List of tasks =>
• A. In the Freesia: Icy Tears review, why is this film the second manga adaptation in succession for director Kazuyoshi Kumakiri? Answer in one to three sentences.
• B. Extend the Freesia: Icy Tears review, starting after its last sentence.

Thursday, 18 October 2007

Freesia: Icy Tears (2007) - Japan

Director: Kazuyoshi Kumakiri
Starring: Tetsuji Tamayama, Hidetoshi Nishijima, Tsugumi
Running Time: 103mins

‘Freesia: Icy Tears’ (Bullet Over Tears in Hong Kong) is a thriller set sometime in the near future of Japan, where the Edo Period custom of revenge taken upon those who commit crimes has been passed as a government law. It is based on the popular manga series by Jiro Matsumoto, making it the second manga adaption in succession that director Kazuyoshi Kumakiri has helmed. His last feature ‘Green Mind Metal Bats’ also came from comic roots.

The film opens with a little girl and an army officer running through some woods, as aeroplanes fly over-head and a tannoy counts down to the dropping of a bomb. The use of hand-held cameras, shaking as they follow the little girl through the woods tells of the impending doom of the situation as she desperately tries to get away from the line of fire. As the count finally drops to zero, an explosion occurs and the area freezes over. We see the little girl trying to help a boy who is engulfed by the ice, begging the army officer, who was knocked to the ground during the explosion, to help her.

Given data =>
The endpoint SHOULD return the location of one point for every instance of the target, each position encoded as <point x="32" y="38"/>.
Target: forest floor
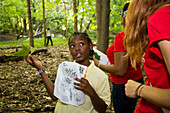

Expected answers =>
• A. It is based on the popular manga series by Jiro Matsumoto, and Kumakiri's previous feature, 'Green Mind Metal Bats', also came from comic roots. That makes two manga adaptations in a row.

• B.
Fast forward to the present and we are informed of the ‘Act of Vengeance’, a new government rule that allows those affected by crimes to hire professional killers to kill those responsible. The person slated for execution can hire a bodyguard to protect them during the attack and if they survive, they are free to walk.

We focus on a group of professional killers on a mission to kill a criminal, who it seems has murdered the child and grandchild of a middle-age man, who sits in a car clutching their photo whilst he awaits the outcome of the killing attempt. There are three killers tasked with the job, including one new recruit named Hiroshi Kanou. Although he seems quiet in the build up to the ambush, once they get inside the victims home, Kanou shows deadly accuracy as he kills the bodyguard and the victim’s girlfriend inside the flat and then follows the victim outside to deliver the final bullet to the brain.

Mariko Higuchi, the women responsible for handing out the killing assignments at the Retaliation Agency for whom Kanou is hired, takes a special interest in the case of one man, Sergeant Iwazaki. It turns out that she is the girl that survived the freeze bomb experiment, where twenty-nine of her fellow orphans perished. Iwazaki confessed to the crime, but is disabled and therefore vengeance is not required. His son Toshio Iwazaki was one of two young soldiers who oversaw the freeze bombing and is therefore the one who will be victim to the revenge attack.

Kanou has history with both Toshio Iwazaki and Mariko and after the frenetic opening half of the film, the relationship between these three characters takes precedent in the slower pace of the second half. Kanou, who is emotionally cold through the majority of the film, opens up somewhat as it continues, although not to the point where the viewer emphasizes with his plight. The emotional aspect is better portrayed through Toshio and Mariko, as we learn more about their motivations as the film progresses.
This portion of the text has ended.